Ich bin nicht sicher, ob man das so sagen kann. Es gibt aber sicher ein verbreitetes Misstrauen gegenüber den etablierten Eliten. Das zeigt sich an der steigenden Wählerschaft von populistischen Parteien, die gegenüber den herrschenden Eliten kritisch eingestellt sind. Ich würde dann von einer Krise sprechen, wenn diese Entwicklung tatsächlich die Grundfesten der Demokratie gefährden würde.
Tut sie das?
Das wissen wir noch nicht. Doch es gibt Anzeichen dafür.
Welche?
Etwa wenn die verfassungsmässige Ordnung eines Staates so umgebaut würde, dass die demokratischen Grundrechte eingeschränkt werden.
Genau das passiert momentan etwa in Ungarn, Polen oder der Türkei.
Das ist richtig. Aber es gibt andere Staaten, die gegen solche populistischen Umbauversuche resistent zu sein scheinen, etwa die USA, wo Trump lernen muss, dass die Gewaltentrennung seine Macht begrenzt.
Was macht denn eine Demokratie widerstandsfähig?
Etablierte Demokratien wie die USA scheinen mit solchen Entwicklungen besser umgehen zu können. Die Checks und Balances in den USA funktionieren – die entsprechenden Institutionen sind mit Leuten besetzt, die bereit sind, korrigierend einzugreifen. In anderen Ländern ist das offensichtlich nicht der Fall. Wie es scheint, sind junge Demokratien anfälliger gegenüber solchen populistischen Angriffen. Es gibt auch Hinweise, dass Mehrheitsdemokratien anfälliger sind als Konsensdemokratien. Die Schweiz und Österreich sind relativ gut umgegangen mit den Populisten – sie wurden in die Regierung eingebunden und haben sich so etwas beruhigt. Die rechtsstaatlichen Prinzipien wurden nicht aufgehoben. In Polen ist das anders. Dort stellt die populistische national-konservative Partei Recht und Gerechtigkeit (PiS) die Mehrheit und ist nun dabei, den Staat nach ihrem Gutdünken umzubauen. Ähnliche Entwicklungen sehen wir in der Türkei und in Ungarn.
Zu den Kräften, die die Demokratie herausfordern, gehört die Globalisierung. In welcher Weise bedroht diese die demokratische Ordnung?
========
[Aufgabe 1]:
Prüfen Sie, ob die Aussagen (a) bis (c) mit dem Lesetext über Demokratie und Populismus übereinstimmen, und belegen Sie jede Antwort mit den entscheidenden Worten des Lesetextes: (a) Die Schweiz und Österreich haben Populisten in die Regierung eingebunden. (b) Junge Demokratien gelten als widerstandsfähiger gegenüber populistischen Angriffen. (c) In Polen stellt die PiS die Mehrheit.
[Aufgabe 2]:
Nehmen Sie den Lesetext über Demokratie und Populismus dort auf, wo er endet, und schreiben Sie ihn weiter.
Die anschließende Auflistung wird für die Bearbeitung nicht benötigt.

[Bereitgestellte Angaben]:
========
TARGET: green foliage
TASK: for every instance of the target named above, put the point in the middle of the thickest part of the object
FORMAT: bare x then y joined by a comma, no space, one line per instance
========
[Lösung 1]:
(a) Ja: „sie wurden in die Regierung eingebunden und haben sich so etwas beruhigt“
(b) Nein: „Wie es scheint, sind junge Demokratien anfälliger gegenüber solchen populistischen Angriffen.“
(c) Ja: „Dort stellt die populistische national-konservative Partei Recht und Gerechtigkeit (PiS) die Mehrheit“

[Lösung 2]:
Demokratie bedeutet einerseits die Herrschaft des Volks. Das heisst, die Bürgerinnen und Bürger sollten ihre Regierung kontrollieren können, sie ist ihnen Rechenschaft schuldig. Andererseits ist Demokratie auch eine Regierungsform. Eine Regierung muss in der Lage sein, Probleme zu lösen. Die Bürgerinnen und Bürger erwarten nun beides: Bürgernähe und die Fähigkeit, Probleme zu lösen. Beiden Ansprüchen gerecht zu werden, kann schwierig sein.
Woran liegt das?
Die Globalisierung führt dazu, dass die Abhängigkeiten zwischen den Staaten zunehmen. So müssen sich Regierungen an Verträge mit anderen Staaten und Organisationen halten, von denen es immer mehr gibt. Das heisst, die Regierungen sind zunehmend nicht mehr nur gegenüber ihren Wählerinnen und Wählern verpflichtet, sondern auch gegenüber anderen Staaten und überstaatlichen Institutionen. Sie können deshalb nicht mehr in jedem Fall nach eigenem Gutdünken entscheiden, auch wenn die Bürger das gerne möchten. Das schafft Probleme im Hinblick auf die andere Dimension des demokratischen Regierens, nämlich dass die Regierung tun soll, was die Bürgerinnen und Bürger von ihr verlangen.
Wächst dieser Graben zwischen den Anliegen der Bevölkerung und dem, was die Regierung tatsächlich tun kann?
Ja, dieser Graben wächst, weil die Entscheidungsgewalt immer stärker von den nationalen Regierungen an supranationale Organisationen delegiert wird. Neben diesen gibt es auch Regulierungsbehörden, die staatliche Aufgaben übernehmen, wie etwa die Finanzmarktaufsicht, Wettbewerbsbehörden oder andere unabhängige Regulatoren. Das sind Institutionen, die die Politik stark beeinflussen, aber nicht den Anliegen der Bürgerinnen und Bürger verpflichtet und demokratisch legitimiert sind.
Wird es deshalb immer schwieriger, den «Volkswillen» politisch umzusetzen?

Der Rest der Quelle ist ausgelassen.